SELECTED PASSAGE —
By Angeliki Koutantou
ATHENS (Reuters) – Greece celebrated 200 years since the start of its struggle for independence from the Ottoman Empire on Thursday with a ceremony that was to mark a new beginning after years of financial crisis but which had to be pared back amid coronavirus restrictions.
Prince Charles, heir to the British throne whose father Prince Philip was born in Corfu as part of the Greek royal family, and Russian Prime Minister Mikhail Mishustin attended the annual independence day parade.
French President Emmanuel Macron pulled out because of COVID-19 lockdowns in parts of France.
Soon after taking power in 2019, the conservative government of Prime Minister Kyriakos Mitsotakis announced the celebrations as a symbol that Greece was back after a decade-long financial crisis that left half of young Greeks unemployed and sent some 500,000 people abroad in search of work.
After almost 400 years under Ottoman Turkish rule, Greek revolutionaries launched an uprising in 1821, and with help from foreign sympathizers from countries including Britain, France and Russia, won their independence in 1832.
Saluting the resilience of the Greek people during the “desperately difficult years” of the economic crisis, Prince Charles said the world now needed to rebuild after the coronavirus, which has plunged Greece back into deep recession.

EXCERPTED DATA —
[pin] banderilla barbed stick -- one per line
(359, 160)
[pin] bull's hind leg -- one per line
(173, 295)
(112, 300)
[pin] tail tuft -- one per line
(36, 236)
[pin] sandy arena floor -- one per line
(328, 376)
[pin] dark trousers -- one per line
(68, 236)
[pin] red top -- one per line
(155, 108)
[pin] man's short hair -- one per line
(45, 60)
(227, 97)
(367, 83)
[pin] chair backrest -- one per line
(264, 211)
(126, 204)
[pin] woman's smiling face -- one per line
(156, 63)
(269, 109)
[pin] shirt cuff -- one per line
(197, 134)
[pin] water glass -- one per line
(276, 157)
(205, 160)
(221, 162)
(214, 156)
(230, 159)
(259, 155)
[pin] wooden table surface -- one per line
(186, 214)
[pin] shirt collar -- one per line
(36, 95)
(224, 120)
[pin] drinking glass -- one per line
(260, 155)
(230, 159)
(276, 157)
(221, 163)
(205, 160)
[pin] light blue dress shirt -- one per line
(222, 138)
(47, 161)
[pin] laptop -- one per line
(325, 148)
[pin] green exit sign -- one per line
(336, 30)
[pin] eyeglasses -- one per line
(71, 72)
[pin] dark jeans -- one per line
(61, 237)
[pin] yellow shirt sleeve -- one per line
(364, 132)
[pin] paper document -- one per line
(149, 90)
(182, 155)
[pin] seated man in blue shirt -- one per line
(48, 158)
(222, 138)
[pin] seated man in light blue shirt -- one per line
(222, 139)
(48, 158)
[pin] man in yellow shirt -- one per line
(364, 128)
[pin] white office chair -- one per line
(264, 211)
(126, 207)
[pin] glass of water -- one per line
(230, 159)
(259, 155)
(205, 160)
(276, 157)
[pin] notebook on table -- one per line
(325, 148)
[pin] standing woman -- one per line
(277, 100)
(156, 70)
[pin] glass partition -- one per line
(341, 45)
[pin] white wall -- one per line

ACTION ITEM —
Carry on the report on Greece's independence bicentennial, starting after its final sentence.

YOUR RESPONSE —
He added: “perhaps we can take some inspiration from the courage, determination and the ambition of 1821.”
Thursday’s ceremonies, at a time of renewed tension with Turkey, included a flypast by Greek, U.S. and French fighter jets as well as a military parade including cavalry units and “Evzones” – presidential guards in their ceremonial kilts.
A relic of the Aghia Lavra banner, closely associated with the start of the Greek revolution, featured for the first time in the annual march.
Following a dawn ceremony at the Acropolis, the centre of Athens was heavily guarded and a giant carpet of blue and white flowers forming a Greek flag was spread out over the city’s central Syntagma square, scene of riots during the crisis.
In an address to Greek people aired by state television, U.S. President Joe Biden said the relationship between Greece and the United States would be closer than ever.
“It’s our shared commitment to liberty, human rights and the rule of law that empowers us to write our own futures whether 200 years ago or today,” he said.